-- Start of SUPPLIED TEXT --
Ex Parte GEDNEY et al - Page 45



              Appeal 2006-1454                                                                                         
              Application 09/004,524                                                                                   
              Patent 5,483,421                                                                                         

                    We hold that the admissible rebuttal evidence generally should be limited to                       
              (1) the prosecution history of the application which matured into the patent sought                      
              to be reissued and (2) showings related to what was known by a person having                             
              ordinary skill in the art at the time an amendment was made.  Nevertheless, we will                      
              not attempt to divine, at this time, all evidence that might be relevant.  As with                       
              other issues that come before the USPTO, such as obviousness and enablement, the                         
              evidence to be presented will vary on a case-by-case basis, as will the analysis of                      
              that evidence.
-- End of SUPPLIED TEXT --
(JOB):
Please list every numbered identifier in the header of the appeal decision excerpt above, along with the label each carries.
-- Start of EXTRACTED ENTRIES --
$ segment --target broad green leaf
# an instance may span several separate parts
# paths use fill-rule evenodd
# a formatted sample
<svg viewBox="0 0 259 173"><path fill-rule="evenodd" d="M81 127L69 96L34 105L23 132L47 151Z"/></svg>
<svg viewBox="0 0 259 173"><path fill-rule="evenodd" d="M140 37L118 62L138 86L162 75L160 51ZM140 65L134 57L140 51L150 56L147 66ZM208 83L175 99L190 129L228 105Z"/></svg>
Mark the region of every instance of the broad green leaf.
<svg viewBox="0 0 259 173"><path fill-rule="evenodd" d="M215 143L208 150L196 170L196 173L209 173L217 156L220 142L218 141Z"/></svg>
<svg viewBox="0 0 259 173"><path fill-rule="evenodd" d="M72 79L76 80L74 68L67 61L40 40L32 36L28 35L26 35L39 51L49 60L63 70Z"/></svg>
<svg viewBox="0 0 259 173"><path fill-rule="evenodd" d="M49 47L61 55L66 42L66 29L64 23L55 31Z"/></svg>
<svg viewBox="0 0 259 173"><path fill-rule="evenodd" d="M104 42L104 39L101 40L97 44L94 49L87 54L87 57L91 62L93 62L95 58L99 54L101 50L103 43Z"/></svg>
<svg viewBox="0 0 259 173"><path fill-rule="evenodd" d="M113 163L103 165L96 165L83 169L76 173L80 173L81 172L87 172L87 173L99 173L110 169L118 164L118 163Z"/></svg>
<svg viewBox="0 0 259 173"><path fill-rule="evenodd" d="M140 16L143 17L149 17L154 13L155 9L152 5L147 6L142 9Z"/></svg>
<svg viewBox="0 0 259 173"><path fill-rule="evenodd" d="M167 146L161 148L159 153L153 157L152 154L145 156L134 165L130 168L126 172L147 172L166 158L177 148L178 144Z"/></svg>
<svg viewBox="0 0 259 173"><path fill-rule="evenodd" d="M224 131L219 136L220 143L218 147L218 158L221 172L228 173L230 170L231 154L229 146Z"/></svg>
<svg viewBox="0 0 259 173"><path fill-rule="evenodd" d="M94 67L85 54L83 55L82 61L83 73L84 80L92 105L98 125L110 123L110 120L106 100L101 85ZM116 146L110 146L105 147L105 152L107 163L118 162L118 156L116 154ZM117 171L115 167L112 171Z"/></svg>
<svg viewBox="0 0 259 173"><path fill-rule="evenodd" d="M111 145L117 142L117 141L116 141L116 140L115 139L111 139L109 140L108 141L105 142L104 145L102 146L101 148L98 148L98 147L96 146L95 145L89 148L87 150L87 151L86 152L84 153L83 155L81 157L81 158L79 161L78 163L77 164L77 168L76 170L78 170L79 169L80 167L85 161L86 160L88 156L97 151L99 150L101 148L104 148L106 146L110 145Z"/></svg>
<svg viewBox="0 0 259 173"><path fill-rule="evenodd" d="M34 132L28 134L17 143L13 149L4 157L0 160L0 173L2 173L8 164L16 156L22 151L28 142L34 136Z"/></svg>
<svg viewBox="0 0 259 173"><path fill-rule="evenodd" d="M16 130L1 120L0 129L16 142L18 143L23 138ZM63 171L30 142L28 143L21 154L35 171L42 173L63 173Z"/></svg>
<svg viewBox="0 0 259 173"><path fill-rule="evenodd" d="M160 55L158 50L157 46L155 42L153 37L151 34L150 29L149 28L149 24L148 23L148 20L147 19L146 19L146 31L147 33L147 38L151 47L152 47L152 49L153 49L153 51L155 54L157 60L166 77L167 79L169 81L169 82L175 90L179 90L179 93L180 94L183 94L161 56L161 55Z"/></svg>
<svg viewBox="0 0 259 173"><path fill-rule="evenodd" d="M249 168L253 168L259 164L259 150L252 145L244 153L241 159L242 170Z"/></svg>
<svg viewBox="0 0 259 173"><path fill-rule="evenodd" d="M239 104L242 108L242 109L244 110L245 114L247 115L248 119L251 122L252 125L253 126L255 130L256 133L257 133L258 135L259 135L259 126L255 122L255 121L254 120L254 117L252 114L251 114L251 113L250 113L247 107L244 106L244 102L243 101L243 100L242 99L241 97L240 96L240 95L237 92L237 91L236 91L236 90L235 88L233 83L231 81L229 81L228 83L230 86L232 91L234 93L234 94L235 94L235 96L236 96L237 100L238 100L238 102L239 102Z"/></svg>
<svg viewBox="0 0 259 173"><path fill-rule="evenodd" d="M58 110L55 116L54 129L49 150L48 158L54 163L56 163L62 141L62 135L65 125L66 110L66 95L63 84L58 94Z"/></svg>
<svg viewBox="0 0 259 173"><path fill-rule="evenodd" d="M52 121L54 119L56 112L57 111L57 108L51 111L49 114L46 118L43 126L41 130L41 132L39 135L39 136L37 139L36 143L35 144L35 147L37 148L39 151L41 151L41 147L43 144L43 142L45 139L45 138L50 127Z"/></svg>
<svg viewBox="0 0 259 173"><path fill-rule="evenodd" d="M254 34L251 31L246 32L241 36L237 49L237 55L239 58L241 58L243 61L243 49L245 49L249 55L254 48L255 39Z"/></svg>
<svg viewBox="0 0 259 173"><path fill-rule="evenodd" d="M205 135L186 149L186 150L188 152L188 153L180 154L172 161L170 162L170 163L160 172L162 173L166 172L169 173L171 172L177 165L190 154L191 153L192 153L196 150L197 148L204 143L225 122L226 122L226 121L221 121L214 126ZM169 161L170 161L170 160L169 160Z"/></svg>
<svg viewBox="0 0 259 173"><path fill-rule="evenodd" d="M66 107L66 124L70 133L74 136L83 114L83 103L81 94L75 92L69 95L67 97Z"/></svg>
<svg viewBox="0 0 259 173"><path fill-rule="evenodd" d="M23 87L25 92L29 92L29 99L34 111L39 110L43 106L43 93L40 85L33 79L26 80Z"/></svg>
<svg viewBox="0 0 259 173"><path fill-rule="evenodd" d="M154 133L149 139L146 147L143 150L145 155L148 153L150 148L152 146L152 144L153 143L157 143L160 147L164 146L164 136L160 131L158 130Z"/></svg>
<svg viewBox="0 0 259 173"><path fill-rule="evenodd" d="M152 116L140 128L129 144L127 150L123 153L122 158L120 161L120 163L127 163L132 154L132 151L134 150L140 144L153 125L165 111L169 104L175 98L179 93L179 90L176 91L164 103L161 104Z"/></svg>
-- End of EXTRACTED ENTRIES --
(PROBLEM SOLUTION):
- Appeal 2006-1454
- Application 09/004,524
- Patent 5,483,421